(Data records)
+---+
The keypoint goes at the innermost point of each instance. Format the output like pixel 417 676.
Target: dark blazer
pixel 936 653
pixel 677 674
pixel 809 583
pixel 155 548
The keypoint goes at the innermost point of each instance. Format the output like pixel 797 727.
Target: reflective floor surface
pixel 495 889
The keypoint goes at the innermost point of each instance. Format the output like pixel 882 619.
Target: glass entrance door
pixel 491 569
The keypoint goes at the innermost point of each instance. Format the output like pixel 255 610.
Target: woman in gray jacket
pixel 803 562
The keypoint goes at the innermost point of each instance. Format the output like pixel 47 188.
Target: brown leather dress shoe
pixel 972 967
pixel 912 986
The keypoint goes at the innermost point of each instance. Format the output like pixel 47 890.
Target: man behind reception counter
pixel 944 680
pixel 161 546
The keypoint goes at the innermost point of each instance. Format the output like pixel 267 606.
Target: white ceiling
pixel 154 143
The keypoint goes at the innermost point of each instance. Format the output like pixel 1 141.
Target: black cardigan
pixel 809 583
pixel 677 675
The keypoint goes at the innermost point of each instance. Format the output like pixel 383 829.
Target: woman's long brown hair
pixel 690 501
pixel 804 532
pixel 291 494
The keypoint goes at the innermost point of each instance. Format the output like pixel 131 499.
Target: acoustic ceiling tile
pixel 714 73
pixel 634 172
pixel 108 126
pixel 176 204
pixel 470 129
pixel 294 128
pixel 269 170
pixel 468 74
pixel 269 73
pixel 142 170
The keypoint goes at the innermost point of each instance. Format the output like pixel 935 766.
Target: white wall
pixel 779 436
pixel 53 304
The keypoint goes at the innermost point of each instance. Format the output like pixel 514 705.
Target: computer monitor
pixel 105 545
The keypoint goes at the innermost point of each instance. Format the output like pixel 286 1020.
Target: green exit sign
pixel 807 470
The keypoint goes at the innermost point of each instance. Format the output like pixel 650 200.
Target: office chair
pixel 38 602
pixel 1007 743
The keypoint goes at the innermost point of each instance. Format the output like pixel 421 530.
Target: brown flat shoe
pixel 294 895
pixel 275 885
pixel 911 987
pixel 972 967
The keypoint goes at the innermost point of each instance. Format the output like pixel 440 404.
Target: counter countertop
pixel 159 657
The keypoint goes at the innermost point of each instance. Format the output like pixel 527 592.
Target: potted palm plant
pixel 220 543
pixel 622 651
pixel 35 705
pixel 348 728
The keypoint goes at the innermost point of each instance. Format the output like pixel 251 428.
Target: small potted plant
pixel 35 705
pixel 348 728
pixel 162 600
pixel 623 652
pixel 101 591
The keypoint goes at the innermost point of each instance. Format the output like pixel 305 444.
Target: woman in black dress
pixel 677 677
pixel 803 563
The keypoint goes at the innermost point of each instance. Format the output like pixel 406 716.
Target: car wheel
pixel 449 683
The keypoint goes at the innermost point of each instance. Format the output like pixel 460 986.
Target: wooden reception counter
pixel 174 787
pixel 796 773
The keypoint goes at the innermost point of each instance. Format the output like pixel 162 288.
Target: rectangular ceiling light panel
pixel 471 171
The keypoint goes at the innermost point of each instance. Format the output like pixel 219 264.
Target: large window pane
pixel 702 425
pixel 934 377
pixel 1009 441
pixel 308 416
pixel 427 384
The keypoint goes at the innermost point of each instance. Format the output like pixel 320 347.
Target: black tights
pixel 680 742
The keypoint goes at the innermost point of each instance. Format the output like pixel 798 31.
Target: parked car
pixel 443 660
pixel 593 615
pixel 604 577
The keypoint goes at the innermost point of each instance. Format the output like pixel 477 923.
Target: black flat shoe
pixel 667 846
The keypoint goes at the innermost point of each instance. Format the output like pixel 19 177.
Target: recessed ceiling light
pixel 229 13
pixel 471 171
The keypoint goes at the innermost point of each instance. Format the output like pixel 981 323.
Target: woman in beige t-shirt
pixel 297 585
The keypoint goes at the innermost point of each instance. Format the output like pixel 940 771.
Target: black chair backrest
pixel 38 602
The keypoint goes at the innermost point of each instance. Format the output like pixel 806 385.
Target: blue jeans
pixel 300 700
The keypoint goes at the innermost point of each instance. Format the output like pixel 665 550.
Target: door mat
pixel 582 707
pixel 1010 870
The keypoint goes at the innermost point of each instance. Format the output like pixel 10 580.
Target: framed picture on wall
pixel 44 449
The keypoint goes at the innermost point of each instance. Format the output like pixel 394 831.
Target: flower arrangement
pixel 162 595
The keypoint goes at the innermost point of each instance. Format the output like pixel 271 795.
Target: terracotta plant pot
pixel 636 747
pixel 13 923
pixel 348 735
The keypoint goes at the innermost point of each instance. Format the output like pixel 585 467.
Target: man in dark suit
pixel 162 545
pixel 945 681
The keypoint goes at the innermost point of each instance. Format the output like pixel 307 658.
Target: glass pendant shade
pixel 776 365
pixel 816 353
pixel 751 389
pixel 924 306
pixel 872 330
+---+
◆ Prompt ◆
Quote every line of the data, word for word.

◆ Result of this task ◆
The keypoint goes at the innermost point of each instance. Format the output like pixel 417 676.
Target: dark blazer
pixel 936 653
pixel 677 674
pixel 809 583
pixel 155 548
The keypoint goes at the innermost point of each instance. Format the output like pixel 797 727.
Target: reflective floor surface
pixel 495 889
The keypoint goes at the innermost point of each instance. Format the output like pixel 882 619.
Target: glass entrance door
pixel 491 569
The keypoint goes at the innermost point of each instance. Format the output like pixel 255 610.
Target: woman in gray jacket
pixel 803 562
The keypoint goes at the innermost point of each instance. Format the output like pixel 47 188.
Target: brown leather dress shoe
pixel 972 967
pixel 912 986
The keypoint goes at the innermost point of each instance. Format the output like pixel 47 890.
Target: man behind reception counter
pixel 944 680
pixel 161 546
The keypoint goes at the innermost point of each instance. Format the output like pixel 267 606.
Target: white ceiling
pixel 154 143
The keypoint goes at the innermost point of each instance. Format the output like pixel 1 141.
Target: black cardigan
pixel 809 583
pixel 677 675
The keypoint goes at the innermost point of each instance. Format the output like pixel 383 829.
Target: woman's long brown hair
pixel 690 501
pixel 804 532
pixel 291 494
The keypoint goes at the innermost point of each instance. Format the output like pixel 131 499.
Target: acoustic ceiling tile
pixel 714 73
pixel 634 172
pixel 108 126
pixel 176 204
pixel 470 129
pixel 294 128
pixel 269 170
pixel 468 74
pixel 269 73
pixel 142 170
The keypoint goes at the innermost point of each instance. Format the output like pixel 935 766.
Target: white wall
pixel 779 436
pixel 53 304
The keypoint goes at the innermost point of each instance. Format the output like pixel 514 705.
Target: computer monitor
pixel 105 545
The keypoint goes at the innermost point of each instance. Format the output like pixel 286 1020.
Target: green exit sign
pixel 807 470
The keypoint goes at the innermost point of each instance. Format the output like pixel 650 200.
Target: office chair
pixel 38 602
pixel 1007 743
The keypoint goes at the innermost point of each instance. Format the output like pixel 421 530.
Target: brown flat shoe
pixel 294 895
pixel 275 885
pixel 911 987
pixel 972 967
The keypoint goes at the innermost point of each instance. Format the output like pixel 440 404.
Target: counter countertop
pixel 159 657
The keypoint goes at the innermost point of each instance. Format the output like pixel 527 592.
Target: potted palm plant
pixel 220 543
pixel 622 651
pixel 35 705
pixel 348 728
The keypoint goes at the innermost point of each instance. Format the output like pixel 251 428.
Target: small potted plant
pixel 35 705
pixel 348 728
pixel 162 600
pixel 623 652
pixel 101 591
The keypoint goes at the innermost point of each instance. Format the output like pixel 305 444.
Target: woman in black dress
pixel 677 677
pixel 803 563
The keypoint goes at the innermost point of each instance. Format the output like pixel 406 716.
Target: car wheel
pixel 449 683
The keypoint goes at the innermost point of each instance. Format the output like pixel 460 986.
Target: wooden reception counter
pixel 174 787
pixel 796 773
The keypoint goes at the innermost point of each instance. Format the output like pixel 162 288.
Target: rectangular ceiling light panel
pixel 471 171
The keypoint goes at the innermost point of each instance. Format the output like pixel 219 264.
Target: large window pane
pixel 702 425
pixel 934 377
pixel 1009 441
pixel 308 416
pixel 427 384
The keypoint goes at the innermost point of each instance. Format the output like pixel 320 347.
Target: black tights
pixel 680 742
The keypoint goes at the innermost point of each instance. Format the output like pixel 798 31.
Target: parked car
pixel 443 660
pixel 593 615
pixel 604 577
The keypoint goes at the innermost point of each instance. Format the output like pixel 477 923.
Target: black flat shoe
pixel 667 846
The keypoint goes at the innermost point of each instance. Format the output like pixel 19 177.
Target: recessed ceiling light
pixel 229 13
pixel 471 171
The keypoint goes at the innermost point of each instance. Format the output like pixel 981 323.
Target: woman in beige t-shirt
pixel 297 585
The keypoint goes at the innermost point of each instance. Format the output like pixel 940 771.
Target: black chair backrest
pixel 38 602
The keypoint goes at the innermost point of each instance. Format the output like pixel 806 385.
Target: blue jeans
pixel 300 700
The keypoint goes at the innermost point of each instance. Format the output like pixel 665 550.
Target: door mat
pixel 582 707
pixel 1010 870
The keypoint goes at the innermost point of each instance. Format the output like pixel 10 580.
Target: framed picture on wall
pixel 44 449
The keypoint goes at the innermost point of each instance. Format the output like pixel 394 831.
Target: flower arrangement
pixel 162 595
The keypoint goes at the innermost point of each instance. Format the output like pixel 271 795.
Target: terracotta plant pot
pixel 636 747
pixel 13 923
pixel 348 735
The keypoint goes at the innermost point of each instance. Format the output like pixel 585 467.
Target: man in dark suit
pixel 162 545
pixel 945 681
The keypoint goes at the innermost point of each instance. Format the output like pixel 307 658.
Target: glass pendant shade
pixel 776 365
pixel 816 353
pixel 751 389
pixel 924 306
pixel 872 330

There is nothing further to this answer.